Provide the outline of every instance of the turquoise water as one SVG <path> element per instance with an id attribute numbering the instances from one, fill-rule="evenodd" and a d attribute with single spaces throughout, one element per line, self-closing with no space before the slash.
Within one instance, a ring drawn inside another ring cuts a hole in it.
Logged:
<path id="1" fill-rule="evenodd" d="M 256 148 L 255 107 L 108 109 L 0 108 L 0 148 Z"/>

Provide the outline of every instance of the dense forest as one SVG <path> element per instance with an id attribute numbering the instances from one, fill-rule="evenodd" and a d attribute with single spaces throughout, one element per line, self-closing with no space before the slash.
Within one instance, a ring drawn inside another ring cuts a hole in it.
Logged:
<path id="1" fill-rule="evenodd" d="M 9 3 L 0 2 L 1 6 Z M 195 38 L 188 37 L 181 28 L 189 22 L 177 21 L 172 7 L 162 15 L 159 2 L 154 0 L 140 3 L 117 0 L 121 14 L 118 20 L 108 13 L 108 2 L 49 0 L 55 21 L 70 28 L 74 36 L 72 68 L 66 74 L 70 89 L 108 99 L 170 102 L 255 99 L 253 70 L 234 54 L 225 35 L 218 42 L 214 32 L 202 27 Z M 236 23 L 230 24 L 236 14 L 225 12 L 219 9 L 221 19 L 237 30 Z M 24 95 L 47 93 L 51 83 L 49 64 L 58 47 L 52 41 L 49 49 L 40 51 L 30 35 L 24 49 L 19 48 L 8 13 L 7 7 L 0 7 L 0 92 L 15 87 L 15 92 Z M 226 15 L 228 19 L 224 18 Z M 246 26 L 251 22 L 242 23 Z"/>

- - -

● **SET PROBLEM**
Rewrite every line of the entries above as a JSON array of strings, with one string per line and blank lines omitted.

● **THE SOLUTION**
[
  "Provide the outline of every instance of the turquoise water as one SVG <path> element per instance with an id attribute numbering the instances from one, fill-rule=\"evenodd\" and a d attribute with single spaces throughout, one element per line, self-closing with no space before the slash.",
  "Within one instance, a ring drawn inside another ring cuts a hole in it.",
  "Logged:",
  "<path id=\"1\" fill-rule=\"evenodd\" d=\"M 256 148 L 255 107 L 108 109 L 0 108 L 0 148 Z\"/>",
  "Provide the outline of every instance of the dense forest as one SVG <path> element per instance with an id attribute numbering the instances from one, fill-rule=\"evenodd\" and a d attribute with single spaces throughout, one element per line, self-closing with no space before the slash.",
  "Within one instance, a ring drawn inside another ring cuts a hole in it.",
  "Logged:",
  "<path id=\"1\" fill-rule=\"evenodd\" d=\"M 9 3 L 0 2 L 1 6 Z M 195 38 L 188 37 L 181 28 L 189 22 L 177 21 L 172 7 L 162 15 L 159 2 L 154 0 L 140 3 L 117 0 L 121 14 L 118 20 L 108 13 L 108 2 L 49 0 L 55 21 L 70 28 L 74 36 L 72 68 L 66 74 L 70 89 L 108 99 L 170 102 L 255 99 L 253 70 L 234 54 L 225 35 L 218 42 L 214 32 L 202 27 Z M 236 23 L 230 24 L 236 14 L 225 12 L 219 9 L 221 19 L 237 30 Z M 24 95 L 47 93 L 51 83 L 49 64 L 58 47 L 52 41 L 49 49 L 40 51 L 30 35 L 24 49 L 19 48 L 8 13 L 7 7 L 0 7 L 0 92 L 15 87 L 15 92 Z M 226 15 L 228 19 L 224 18 Z M 246 26 L 251 22 L 242 23 Z\"/>"
]